# START OF DATA FOR THIS TASK

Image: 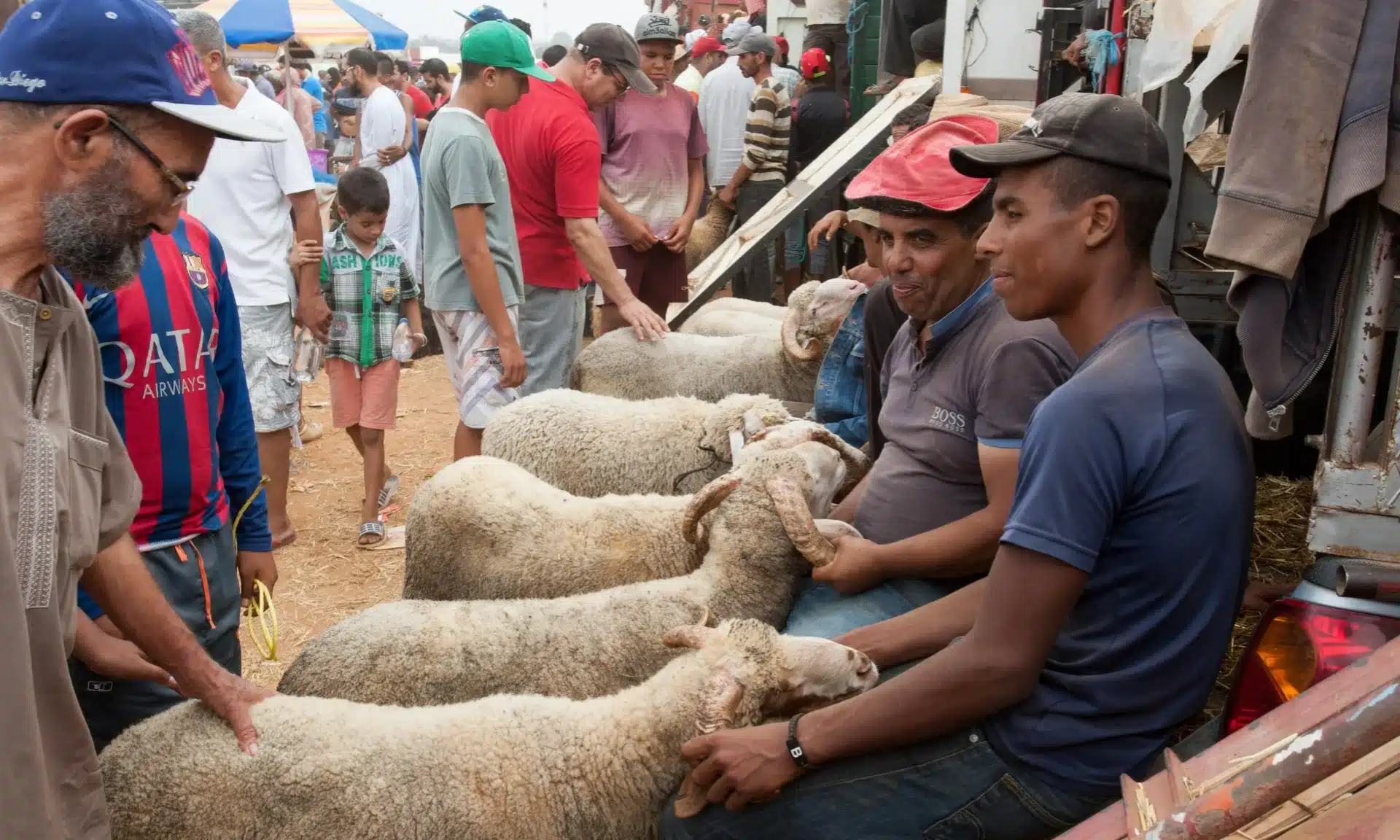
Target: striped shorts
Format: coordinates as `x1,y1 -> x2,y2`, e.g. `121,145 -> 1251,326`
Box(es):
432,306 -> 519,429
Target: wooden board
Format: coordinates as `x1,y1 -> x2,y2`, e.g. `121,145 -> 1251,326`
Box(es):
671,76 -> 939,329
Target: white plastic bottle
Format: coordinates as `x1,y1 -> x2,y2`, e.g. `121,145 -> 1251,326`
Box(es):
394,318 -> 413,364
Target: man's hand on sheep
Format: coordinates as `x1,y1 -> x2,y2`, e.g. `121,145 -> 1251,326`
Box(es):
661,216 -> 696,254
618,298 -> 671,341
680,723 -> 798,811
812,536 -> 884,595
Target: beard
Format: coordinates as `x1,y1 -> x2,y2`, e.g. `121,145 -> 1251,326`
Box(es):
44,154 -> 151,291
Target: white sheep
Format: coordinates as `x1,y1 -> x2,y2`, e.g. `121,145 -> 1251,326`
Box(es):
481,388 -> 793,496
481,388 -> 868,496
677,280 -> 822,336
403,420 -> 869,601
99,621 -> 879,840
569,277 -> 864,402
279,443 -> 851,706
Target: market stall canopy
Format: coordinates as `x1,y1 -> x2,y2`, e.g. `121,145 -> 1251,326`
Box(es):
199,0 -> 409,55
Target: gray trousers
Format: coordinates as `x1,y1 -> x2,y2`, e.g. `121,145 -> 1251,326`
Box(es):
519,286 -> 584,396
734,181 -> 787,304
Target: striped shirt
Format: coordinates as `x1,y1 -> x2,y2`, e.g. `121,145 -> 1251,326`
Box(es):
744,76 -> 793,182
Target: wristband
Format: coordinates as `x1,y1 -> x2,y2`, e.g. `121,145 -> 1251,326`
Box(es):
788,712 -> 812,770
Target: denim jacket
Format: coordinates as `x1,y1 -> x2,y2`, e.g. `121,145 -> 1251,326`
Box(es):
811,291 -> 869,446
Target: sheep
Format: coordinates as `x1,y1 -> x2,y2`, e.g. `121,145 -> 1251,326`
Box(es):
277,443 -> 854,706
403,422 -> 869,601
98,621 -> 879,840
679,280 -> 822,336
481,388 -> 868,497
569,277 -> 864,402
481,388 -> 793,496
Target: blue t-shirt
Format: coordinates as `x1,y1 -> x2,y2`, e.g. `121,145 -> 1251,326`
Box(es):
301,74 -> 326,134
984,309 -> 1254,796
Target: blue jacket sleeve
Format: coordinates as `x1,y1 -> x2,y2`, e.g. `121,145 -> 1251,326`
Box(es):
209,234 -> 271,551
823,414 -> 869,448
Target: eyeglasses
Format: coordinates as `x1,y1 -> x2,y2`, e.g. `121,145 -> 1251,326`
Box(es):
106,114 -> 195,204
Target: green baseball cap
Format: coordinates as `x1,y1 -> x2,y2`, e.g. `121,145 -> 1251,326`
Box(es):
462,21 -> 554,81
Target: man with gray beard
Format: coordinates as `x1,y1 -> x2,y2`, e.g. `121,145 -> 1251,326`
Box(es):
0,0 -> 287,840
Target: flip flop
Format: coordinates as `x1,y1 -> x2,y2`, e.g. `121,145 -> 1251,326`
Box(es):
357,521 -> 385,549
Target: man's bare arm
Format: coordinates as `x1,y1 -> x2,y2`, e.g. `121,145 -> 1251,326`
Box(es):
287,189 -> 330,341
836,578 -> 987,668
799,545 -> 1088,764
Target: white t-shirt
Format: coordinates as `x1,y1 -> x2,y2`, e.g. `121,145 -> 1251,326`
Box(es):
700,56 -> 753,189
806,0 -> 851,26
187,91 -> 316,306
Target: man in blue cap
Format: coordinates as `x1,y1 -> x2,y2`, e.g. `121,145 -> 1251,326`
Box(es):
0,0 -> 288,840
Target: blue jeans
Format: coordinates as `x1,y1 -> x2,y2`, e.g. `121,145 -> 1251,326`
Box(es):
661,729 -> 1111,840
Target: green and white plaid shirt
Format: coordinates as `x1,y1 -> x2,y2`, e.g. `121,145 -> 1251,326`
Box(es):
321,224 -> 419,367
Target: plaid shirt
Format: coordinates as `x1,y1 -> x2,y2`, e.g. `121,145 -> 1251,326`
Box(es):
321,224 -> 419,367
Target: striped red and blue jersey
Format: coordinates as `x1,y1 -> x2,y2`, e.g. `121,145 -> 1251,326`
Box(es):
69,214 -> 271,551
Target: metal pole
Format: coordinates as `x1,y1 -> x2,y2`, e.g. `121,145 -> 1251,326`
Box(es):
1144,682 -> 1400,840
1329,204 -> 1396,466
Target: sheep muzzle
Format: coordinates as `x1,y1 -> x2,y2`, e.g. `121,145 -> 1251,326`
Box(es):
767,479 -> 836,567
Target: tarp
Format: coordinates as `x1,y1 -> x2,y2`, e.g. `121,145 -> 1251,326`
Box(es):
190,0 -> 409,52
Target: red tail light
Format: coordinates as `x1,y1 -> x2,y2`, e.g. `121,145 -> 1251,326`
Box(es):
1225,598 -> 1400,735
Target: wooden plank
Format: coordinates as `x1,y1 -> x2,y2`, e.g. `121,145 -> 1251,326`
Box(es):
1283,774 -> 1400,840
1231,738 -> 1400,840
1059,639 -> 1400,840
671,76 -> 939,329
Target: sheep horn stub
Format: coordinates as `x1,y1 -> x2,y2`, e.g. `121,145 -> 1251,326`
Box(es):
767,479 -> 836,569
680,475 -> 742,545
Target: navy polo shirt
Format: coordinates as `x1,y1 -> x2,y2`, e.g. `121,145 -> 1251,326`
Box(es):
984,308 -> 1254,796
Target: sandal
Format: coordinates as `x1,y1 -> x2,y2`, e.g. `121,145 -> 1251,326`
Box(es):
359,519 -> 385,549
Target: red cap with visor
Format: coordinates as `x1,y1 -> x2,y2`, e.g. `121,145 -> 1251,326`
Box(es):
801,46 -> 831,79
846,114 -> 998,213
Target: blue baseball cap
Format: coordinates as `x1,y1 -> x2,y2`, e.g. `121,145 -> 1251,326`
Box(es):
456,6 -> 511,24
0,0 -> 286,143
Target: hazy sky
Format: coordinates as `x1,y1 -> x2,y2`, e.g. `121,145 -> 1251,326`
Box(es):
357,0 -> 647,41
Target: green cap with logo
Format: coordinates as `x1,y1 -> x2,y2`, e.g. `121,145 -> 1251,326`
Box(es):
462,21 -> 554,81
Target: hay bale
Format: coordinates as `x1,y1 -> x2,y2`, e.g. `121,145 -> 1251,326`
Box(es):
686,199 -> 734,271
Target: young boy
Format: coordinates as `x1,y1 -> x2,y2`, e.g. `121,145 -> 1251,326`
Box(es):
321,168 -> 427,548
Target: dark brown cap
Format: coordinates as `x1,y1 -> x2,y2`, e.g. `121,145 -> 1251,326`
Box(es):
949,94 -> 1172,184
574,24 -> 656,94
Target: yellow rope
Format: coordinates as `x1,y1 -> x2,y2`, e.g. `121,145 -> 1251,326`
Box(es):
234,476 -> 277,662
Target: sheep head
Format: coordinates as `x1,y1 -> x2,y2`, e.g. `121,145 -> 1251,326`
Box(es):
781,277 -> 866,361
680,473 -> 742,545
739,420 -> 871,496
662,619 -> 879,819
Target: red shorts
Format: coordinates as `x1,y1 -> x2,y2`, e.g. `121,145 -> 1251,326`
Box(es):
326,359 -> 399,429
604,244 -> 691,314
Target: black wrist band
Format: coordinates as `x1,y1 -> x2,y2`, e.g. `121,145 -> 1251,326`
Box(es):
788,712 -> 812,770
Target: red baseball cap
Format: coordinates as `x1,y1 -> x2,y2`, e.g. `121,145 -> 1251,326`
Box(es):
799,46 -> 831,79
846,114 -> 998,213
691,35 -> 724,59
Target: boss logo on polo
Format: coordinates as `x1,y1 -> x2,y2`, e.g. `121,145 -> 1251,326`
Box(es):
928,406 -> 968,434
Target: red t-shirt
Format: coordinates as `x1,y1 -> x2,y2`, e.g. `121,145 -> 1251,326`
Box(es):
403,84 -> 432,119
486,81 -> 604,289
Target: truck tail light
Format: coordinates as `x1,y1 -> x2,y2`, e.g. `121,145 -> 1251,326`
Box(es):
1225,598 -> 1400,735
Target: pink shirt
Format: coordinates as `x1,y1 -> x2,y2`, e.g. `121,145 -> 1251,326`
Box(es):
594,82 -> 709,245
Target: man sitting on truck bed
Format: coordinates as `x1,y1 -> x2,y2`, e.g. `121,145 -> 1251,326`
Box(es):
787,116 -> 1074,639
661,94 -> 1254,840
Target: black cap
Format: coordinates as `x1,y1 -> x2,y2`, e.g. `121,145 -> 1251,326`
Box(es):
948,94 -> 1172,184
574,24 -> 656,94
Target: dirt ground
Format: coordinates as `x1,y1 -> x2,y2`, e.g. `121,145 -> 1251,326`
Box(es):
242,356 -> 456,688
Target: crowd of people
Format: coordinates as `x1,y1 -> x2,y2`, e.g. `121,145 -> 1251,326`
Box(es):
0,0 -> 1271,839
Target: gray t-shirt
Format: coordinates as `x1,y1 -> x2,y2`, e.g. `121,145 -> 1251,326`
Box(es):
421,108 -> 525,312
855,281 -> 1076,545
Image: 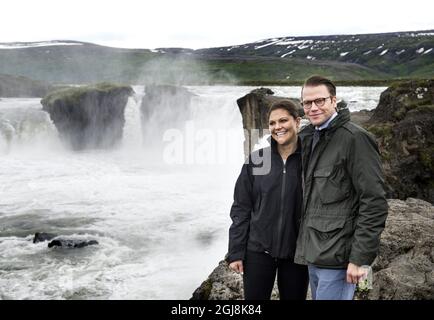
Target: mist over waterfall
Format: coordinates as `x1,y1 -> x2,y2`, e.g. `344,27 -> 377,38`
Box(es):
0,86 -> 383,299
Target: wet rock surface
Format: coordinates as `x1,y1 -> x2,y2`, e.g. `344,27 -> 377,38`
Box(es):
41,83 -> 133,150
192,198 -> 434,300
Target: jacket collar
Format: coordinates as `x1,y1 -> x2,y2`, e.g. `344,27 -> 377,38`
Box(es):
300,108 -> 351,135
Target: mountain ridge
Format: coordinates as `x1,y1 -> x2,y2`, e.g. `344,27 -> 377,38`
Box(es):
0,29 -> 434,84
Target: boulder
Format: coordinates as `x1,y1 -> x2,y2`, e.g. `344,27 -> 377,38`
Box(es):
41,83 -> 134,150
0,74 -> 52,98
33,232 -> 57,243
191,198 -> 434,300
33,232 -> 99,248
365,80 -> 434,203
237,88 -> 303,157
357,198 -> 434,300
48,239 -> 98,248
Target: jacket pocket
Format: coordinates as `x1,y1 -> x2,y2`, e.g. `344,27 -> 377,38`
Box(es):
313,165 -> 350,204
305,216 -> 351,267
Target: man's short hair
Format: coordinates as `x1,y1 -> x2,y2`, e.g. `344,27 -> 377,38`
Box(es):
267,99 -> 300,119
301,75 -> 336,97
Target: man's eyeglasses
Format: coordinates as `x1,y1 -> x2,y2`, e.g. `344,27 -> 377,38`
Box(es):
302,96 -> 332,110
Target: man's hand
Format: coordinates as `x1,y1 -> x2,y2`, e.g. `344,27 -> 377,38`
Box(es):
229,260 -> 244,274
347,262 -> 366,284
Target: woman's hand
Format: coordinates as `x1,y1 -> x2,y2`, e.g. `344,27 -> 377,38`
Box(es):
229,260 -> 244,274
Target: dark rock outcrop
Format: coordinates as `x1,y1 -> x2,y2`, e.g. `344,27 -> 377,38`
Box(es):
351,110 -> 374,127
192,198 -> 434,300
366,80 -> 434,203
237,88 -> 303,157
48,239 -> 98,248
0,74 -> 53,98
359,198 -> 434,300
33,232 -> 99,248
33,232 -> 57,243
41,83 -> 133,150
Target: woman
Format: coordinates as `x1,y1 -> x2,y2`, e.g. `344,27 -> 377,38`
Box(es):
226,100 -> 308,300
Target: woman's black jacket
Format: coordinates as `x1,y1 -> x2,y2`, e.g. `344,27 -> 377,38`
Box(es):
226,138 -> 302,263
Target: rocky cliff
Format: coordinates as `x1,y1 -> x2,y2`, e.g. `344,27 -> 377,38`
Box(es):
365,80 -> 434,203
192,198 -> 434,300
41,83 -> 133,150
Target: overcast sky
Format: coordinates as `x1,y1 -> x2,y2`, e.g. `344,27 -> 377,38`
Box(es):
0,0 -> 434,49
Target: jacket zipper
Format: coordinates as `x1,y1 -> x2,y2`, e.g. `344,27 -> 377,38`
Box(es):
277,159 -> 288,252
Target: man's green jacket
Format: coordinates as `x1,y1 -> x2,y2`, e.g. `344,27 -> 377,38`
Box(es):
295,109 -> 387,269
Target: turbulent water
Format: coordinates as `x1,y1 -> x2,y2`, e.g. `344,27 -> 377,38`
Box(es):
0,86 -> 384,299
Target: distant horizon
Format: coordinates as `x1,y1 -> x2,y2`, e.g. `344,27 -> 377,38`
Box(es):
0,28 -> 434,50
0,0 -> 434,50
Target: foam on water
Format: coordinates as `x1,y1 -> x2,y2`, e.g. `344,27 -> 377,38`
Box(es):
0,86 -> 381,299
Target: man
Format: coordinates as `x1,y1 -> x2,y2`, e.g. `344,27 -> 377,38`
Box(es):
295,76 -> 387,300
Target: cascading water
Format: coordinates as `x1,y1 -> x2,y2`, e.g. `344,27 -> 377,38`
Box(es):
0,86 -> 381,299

# END OF DATA FOR THIS TASK

◆ WRITTEN REQUEST ◆
Can you repeat the stretch from the line containing "Target: rocky cliff" through the end of the items, with "water" changed to "stream" and nothing else altered?

◆ RESULT ◆
Target: rocky cliff
Format: coordinates as `x1,y1 -> x2,y2`, e.g. `344,27 -> 377,38`
Box(es):
365,80 -> 434,203
192,198 -> 434,300
41,83 -> 133,150
Target: overcast sky
Format: coordinates as `x1,y1 -> x2,y2`, e.g. `344,27 -> 377,38`
Box(es):
0,0 -> 434,49
Target: jacket zipper
Format: coordinates as `x1,y1 -> x2,y2`, e.g. `344,27 -> 377,38`
Box(es):
277,159 -> 288,252
Target: man's green jacket
Format: coordinates as `x1,y1 -> x2,y2`, e.g. `344,27 -> 377,38`
Box(es):
295,109 -> 387,269
Target: turbulent stream
Format: coordinates as `x1,y1 -> x2,y2`, e.g. `344,27 -> 377,38`
Box(es):
0,86 -> 384,299
Target: distant horizon
Format: coordinates as `x1,y1 -> x2,y2`, e.g. `344,27 -> 377,38`
Box(es):
0,28 -> 434,50
0,0 -> 434,50
Target: foam on stream
Format: coordinates as `x1,y1 -> x2,y2`, e.g. `344,27 -> 377,38`
Box(es):
0,86 -> 381,299
Target: man
Format: coordinates as `x1,y1 -> x2,y2`, e.g. `344,27 -> 377,38`
Box(es):
295,76 -> 387,300
Target: cascading stream
Format: coordinates as `x1,y1 -> x2,y2`, e.g. `344,27 -> 377,38`
Box(es):
0,86 -> 381,299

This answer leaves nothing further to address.